Task statement.
Retype every line of the material below exactly, leaving out the pictures.

Provided data.

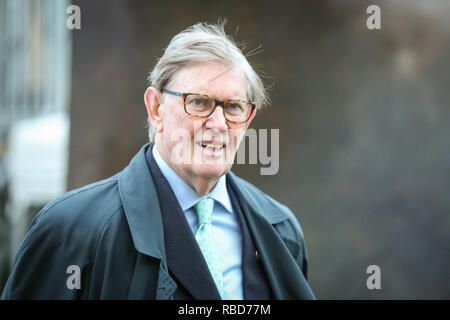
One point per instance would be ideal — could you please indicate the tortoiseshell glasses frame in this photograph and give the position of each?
(234, 110)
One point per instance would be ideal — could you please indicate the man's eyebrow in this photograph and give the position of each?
(220, 74)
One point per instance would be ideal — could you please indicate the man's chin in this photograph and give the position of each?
(210, 170)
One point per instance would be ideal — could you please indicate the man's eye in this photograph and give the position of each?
(199, 101)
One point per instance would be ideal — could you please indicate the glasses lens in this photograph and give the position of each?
(198, 105)
(237, 111)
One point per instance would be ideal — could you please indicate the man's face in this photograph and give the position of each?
(201, 147)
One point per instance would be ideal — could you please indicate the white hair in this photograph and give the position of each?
(205, 42)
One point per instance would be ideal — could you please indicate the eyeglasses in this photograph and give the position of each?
(202, 106)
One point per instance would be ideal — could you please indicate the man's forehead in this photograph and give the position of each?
(201, 77)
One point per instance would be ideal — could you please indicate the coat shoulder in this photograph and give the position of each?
(274, 211)
(87, 207)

Written answer.
One point per instance would be ideal — could you please indicate the tortoiseshell glasses frame in this photograph and give the position of each?
(234, 110)
One point per instance would be ideal — could you please indicate the man's eyebrow in this photograph and give the position of each?
(220, 74)
One point per instance would be ideal — could you please indicate the man's chin in this photograph and give the position of each?
(210, 170)
One point per instance would be ideal — could you please indicate the man's eye in this photograph and give the position of each?
(199, 101)
One point per instance would be ideal — could you please indicate the glasses lens in this photograph and give the position of each?
(198, 105)
(237, 111)
One point per instance would be ideal — could you please indicate the man's face in this photograph and give the position of each?
(201, 147)
One point per instance would be ideal — could you please indicate the white hair in this photograph and give the position of each?
(205, 42)
One point per instance would be ideal — could you please indicate the eyeglasses in this photograph and give the position of each?
(202, 106)
One point per instance would be ideal — could you please indicate the man's forehead in this photograph and give the position of each?
(201, 77)
One point per instance would be ideal — could you please indicate the coat shoulder in this photograph and give the position of each?
(274, 211)
(87, 207)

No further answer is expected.